Labeling and segmentation records -
>> start

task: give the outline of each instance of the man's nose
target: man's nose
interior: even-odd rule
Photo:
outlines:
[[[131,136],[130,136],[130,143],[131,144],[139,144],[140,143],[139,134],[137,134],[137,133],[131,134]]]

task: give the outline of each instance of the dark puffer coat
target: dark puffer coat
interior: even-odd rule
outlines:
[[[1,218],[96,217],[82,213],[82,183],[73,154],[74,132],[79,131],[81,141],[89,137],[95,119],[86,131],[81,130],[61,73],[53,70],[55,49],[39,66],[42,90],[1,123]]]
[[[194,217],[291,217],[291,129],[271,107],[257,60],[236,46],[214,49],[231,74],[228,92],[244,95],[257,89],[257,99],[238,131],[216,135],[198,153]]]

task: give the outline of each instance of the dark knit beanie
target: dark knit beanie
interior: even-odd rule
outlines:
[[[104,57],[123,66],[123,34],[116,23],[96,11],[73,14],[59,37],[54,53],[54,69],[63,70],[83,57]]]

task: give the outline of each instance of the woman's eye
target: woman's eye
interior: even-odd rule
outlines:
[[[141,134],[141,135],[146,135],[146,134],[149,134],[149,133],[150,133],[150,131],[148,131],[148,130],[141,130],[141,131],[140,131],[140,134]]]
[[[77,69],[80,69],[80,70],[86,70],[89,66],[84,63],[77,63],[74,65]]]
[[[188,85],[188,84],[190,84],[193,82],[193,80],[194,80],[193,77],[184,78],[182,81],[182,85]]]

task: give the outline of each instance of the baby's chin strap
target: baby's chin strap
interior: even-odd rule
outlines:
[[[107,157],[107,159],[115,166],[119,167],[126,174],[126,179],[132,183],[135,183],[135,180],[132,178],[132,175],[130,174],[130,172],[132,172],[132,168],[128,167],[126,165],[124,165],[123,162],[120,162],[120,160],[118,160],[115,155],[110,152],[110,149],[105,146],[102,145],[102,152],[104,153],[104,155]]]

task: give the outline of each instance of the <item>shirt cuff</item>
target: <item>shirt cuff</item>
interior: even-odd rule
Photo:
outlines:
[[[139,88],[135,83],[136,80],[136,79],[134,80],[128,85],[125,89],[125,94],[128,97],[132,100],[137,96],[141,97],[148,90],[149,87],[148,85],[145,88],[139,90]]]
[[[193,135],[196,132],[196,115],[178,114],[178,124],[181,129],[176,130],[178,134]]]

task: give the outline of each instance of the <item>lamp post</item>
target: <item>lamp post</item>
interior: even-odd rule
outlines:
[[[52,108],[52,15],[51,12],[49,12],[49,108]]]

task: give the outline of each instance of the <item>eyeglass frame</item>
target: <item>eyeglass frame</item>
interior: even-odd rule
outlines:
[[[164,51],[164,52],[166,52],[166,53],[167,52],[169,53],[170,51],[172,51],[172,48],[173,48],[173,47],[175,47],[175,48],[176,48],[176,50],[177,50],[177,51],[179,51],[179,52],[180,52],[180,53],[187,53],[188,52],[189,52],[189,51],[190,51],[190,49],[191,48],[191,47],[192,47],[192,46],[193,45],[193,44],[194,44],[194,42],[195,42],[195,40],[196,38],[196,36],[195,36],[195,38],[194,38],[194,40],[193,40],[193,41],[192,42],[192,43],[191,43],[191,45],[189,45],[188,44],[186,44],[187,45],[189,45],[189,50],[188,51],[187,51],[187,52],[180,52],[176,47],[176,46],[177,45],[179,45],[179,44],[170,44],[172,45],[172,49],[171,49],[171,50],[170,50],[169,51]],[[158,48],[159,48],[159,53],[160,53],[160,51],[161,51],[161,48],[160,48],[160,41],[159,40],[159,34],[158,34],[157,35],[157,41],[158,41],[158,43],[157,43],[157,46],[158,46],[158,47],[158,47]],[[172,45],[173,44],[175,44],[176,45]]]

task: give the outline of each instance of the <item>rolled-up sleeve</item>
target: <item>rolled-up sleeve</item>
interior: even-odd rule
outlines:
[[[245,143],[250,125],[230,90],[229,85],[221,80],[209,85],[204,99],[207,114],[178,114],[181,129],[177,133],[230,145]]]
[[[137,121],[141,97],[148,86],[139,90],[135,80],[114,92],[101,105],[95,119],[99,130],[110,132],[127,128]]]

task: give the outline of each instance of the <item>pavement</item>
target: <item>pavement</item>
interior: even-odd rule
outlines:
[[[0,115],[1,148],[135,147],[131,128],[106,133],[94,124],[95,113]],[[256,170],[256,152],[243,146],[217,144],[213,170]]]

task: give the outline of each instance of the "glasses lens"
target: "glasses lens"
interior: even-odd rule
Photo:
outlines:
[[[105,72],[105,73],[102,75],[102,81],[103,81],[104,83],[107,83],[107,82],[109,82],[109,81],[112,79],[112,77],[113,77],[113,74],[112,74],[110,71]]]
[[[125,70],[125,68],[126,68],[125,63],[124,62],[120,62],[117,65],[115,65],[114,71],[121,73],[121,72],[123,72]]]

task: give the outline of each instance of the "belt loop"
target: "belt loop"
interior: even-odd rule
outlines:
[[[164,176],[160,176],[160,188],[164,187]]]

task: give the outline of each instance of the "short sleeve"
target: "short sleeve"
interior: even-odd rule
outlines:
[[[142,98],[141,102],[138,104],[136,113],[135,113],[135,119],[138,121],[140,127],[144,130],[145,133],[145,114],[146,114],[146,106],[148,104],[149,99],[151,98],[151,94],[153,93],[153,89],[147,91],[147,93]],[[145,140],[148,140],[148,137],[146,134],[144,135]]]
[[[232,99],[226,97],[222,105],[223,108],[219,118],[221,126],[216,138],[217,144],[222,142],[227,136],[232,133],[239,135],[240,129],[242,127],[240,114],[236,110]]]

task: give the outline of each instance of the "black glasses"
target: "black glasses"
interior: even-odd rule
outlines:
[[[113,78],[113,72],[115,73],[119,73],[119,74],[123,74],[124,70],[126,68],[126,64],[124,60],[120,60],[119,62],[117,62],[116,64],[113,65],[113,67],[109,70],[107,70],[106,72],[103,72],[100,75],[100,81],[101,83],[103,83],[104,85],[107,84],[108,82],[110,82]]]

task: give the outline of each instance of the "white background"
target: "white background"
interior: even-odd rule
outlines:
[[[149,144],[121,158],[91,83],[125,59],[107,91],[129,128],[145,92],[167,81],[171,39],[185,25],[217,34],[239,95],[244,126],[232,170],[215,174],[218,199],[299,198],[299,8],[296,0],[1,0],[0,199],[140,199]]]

>> end

AIM OF THE TASK -
Report each line of the items that contains the string "shirt", copying every such line in full.

RESULT OF THIS TASK -
task: give the outline of each instance of the <item>shirt cuff</item>
target: <item>shirt cuff</item>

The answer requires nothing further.